* Directions
Extend the page on the Maldives undersea cabinet meeting, picking up right after its final sentence.

* Selected excerpt
= = =
Maldives Government Holds Undersea Cabinet Meeting 271
Hugh Pickens writes "The president of the Maldives and 11 ministers, decked out in scuba gear, held a cabinet meeting 4m underwater to highlight the threat of global warming to the low-lying Indian Ocean nation. While officials said the event itself was light-hearted, the idea is to focus on the plight of the Maldives, where rising sea levels threaten to make the nation uninhabitable by the end of the century. President Mohamed Nasheed and his cabinet spent half an hour on the sea bed, communicating with white boards and hand signals and signed a document calling for global cuts in carbon emissions. The Maldives has already begun to divert a portion of the country's billion-dollar annual tourist revenue to buy a new homeland as an insurance policy against climate change that threatens to turn the 300,000 islanders into environmental refugees. Emerging out of the water, a dripping President Nasheed removed his mask to answer questions from reporters and photographers crowded around on the shore. 'We are trying to send a message to the world about what is happening and what would happen to the Maldives if climate change isn't checked,' he said, bobbing around in the water with his team of ministers. 'If the Maldives is not saved, today we do not feel there is much chance for the rest of the world.'"
cash cow (Score:3, Insightful)
CO2 cutbacks cannot stop climate change (Score:4, Insightful)
No amount of CO2 cutbacks is going to stop climate change and the sea levels rising, even if CO2 emissions dropped to zero tomorrow. The relevant time constants are from hundreds to thousands of years.
= = =
Items listed in a dataset
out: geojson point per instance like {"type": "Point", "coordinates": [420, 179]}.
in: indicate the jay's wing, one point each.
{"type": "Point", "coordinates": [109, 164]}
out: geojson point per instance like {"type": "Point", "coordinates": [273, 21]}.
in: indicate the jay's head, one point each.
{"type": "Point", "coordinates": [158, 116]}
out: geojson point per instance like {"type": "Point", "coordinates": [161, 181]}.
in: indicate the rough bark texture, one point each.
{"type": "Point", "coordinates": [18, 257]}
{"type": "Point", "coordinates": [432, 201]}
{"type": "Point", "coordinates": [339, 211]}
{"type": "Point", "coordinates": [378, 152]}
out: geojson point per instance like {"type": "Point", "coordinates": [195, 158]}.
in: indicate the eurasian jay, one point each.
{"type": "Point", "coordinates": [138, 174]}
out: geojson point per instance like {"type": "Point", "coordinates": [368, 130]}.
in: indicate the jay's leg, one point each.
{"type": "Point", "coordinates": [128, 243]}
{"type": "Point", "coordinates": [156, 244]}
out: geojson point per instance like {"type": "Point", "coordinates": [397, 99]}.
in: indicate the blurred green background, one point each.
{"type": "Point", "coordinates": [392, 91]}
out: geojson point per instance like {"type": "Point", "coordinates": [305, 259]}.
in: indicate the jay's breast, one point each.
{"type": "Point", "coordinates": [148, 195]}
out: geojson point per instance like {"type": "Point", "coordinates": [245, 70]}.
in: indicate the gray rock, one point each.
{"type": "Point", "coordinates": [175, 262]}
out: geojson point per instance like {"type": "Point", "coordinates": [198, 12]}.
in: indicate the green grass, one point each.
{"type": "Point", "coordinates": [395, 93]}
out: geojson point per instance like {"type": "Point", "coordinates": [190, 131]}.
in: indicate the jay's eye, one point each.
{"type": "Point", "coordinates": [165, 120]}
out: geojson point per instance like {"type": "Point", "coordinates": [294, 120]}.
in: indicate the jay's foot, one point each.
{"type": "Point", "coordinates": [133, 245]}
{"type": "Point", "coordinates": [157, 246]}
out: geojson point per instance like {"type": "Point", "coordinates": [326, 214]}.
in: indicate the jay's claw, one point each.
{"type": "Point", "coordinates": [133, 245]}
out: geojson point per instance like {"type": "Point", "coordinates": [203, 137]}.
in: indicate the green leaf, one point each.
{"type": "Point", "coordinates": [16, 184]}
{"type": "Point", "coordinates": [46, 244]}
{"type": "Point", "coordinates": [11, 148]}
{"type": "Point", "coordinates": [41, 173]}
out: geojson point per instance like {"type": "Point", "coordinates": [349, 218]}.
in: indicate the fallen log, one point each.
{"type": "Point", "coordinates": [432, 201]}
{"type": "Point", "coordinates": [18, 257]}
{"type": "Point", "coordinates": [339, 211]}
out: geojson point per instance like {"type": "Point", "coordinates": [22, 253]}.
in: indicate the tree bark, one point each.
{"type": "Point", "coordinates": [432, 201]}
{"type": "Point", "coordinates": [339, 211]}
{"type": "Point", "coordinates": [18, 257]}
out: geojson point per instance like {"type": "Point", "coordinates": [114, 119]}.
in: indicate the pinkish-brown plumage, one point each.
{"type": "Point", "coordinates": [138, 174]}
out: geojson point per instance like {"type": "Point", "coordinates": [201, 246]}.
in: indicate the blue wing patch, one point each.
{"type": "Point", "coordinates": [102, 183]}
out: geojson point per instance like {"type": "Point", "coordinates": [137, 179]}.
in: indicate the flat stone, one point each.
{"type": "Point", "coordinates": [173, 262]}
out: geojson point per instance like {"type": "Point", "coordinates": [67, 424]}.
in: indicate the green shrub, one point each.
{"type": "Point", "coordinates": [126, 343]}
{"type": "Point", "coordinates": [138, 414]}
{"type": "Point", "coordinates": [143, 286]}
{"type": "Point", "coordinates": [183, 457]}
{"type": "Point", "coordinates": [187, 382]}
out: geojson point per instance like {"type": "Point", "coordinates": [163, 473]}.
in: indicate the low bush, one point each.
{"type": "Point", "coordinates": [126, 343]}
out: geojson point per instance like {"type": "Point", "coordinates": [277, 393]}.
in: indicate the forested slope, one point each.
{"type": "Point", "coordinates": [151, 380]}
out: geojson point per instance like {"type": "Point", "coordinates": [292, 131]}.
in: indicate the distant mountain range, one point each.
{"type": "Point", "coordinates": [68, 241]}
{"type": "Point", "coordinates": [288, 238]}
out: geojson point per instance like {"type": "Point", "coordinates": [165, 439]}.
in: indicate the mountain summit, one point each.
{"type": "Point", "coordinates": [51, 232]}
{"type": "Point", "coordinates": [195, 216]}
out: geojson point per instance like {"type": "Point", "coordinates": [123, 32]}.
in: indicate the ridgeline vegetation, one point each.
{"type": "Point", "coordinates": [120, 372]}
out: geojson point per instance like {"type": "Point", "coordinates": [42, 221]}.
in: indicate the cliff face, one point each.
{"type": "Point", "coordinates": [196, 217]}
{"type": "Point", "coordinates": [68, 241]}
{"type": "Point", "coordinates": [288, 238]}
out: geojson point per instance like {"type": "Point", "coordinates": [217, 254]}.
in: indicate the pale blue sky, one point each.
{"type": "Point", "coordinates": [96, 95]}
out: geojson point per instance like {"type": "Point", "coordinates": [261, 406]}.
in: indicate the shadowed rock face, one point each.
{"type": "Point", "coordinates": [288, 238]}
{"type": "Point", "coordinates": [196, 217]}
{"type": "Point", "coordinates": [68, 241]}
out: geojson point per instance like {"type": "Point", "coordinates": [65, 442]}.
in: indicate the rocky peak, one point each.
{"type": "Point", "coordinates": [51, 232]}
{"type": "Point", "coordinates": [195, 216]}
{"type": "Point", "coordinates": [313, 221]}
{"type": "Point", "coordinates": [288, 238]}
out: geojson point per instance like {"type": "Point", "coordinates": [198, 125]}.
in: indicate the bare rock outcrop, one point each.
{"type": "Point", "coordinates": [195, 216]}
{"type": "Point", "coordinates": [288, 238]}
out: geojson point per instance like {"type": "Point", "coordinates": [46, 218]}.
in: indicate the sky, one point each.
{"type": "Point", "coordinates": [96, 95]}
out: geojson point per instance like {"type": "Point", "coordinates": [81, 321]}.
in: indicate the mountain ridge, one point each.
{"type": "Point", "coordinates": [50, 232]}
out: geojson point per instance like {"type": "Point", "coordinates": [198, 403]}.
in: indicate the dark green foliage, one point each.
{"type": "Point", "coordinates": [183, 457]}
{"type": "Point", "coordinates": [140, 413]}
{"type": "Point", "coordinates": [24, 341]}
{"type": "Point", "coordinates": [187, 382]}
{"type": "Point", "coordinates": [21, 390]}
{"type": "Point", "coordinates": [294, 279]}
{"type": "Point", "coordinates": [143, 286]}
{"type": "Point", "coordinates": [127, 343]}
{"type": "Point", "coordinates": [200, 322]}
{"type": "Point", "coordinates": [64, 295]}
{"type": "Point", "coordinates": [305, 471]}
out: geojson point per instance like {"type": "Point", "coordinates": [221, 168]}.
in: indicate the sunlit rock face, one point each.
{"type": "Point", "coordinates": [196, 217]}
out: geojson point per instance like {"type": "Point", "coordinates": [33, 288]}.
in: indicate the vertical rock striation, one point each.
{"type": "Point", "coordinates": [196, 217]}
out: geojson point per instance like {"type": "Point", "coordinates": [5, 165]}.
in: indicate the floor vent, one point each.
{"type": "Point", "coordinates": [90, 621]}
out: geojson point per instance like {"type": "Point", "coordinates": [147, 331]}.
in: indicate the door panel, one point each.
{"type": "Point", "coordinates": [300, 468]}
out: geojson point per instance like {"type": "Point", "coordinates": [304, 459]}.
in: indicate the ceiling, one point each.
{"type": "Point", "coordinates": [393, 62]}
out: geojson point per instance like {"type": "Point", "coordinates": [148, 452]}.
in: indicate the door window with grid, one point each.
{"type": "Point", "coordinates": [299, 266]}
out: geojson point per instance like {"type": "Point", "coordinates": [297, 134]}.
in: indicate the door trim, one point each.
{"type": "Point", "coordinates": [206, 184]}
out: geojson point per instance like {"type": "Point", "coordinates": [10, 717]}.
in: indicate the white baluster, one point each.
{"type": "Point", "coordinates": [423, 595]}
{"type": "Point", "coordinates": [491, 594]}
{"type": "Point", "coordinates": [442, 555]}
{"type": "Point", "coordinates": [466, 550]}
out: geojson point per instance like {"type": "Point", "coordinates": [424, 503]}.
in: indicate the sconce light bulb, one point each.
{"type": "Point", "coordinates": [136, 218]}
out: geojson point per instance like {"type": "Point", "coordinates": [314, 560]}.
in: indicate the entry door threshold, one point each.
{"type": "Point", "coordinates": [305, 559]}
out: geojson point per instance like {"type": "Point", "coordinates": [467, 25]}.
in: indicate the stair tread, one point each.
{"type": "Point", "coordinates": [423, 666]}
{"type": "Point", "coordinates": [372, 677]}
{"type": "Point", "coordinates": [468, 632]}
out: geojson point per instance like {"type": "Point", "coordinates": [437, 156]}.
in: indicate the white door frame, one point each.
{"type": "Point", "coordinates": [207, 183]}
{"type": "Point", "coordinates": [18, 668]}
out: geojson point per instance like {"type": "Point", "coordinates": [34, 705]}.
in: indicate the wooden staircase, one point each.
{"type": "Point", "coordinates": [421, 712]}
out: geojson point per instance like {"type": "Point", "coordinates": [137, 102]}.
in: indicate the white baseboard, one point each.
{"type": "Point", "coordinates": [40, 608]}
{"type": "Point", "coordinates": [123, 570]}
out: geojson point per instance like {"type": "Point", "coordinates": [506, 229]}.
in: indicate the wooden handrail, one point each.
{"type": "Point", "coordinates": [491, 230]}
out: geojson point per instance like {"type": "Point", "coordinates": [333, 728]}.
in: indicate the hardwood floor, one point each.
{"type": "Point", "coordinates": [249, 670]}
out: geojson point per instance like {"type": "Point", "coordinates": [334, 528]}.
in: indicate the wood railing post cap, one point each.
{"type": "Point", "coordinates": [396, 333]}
= = =
* Right answer
This pretty much highlights how it's all primarily a media circus and political game. The science is lost entirely in the noise.
Re:CO2 cutbacks cannot stop climate change (Score:2, Insightful)
Good idea (Score:2, Insightful)
Re:New homeland? (Score:4, Insightful)
Re:CO2 cutbacks cannot stop climate change (Score:5, Insightful)
yeah, it's better if we do nothing but get really drunk and mock the folks who are trying to do something to save your sorry ass.
It's the can-do attitude which made America what it is today!
We may not be able to alter the momentum for 50 years from now at this point, but we can do a lot to affect it 500 years from now, probably no less than saving civilization in the process. One thing is for sure, if you never try you'll never achieve anything.
Re:New homeland? (Score:1, Insightful)
You're giving anonymous cowards a bad name. Please stfu.
Can we do it in Aus. Perhaps cut down swearing? (Score:3, Insightful)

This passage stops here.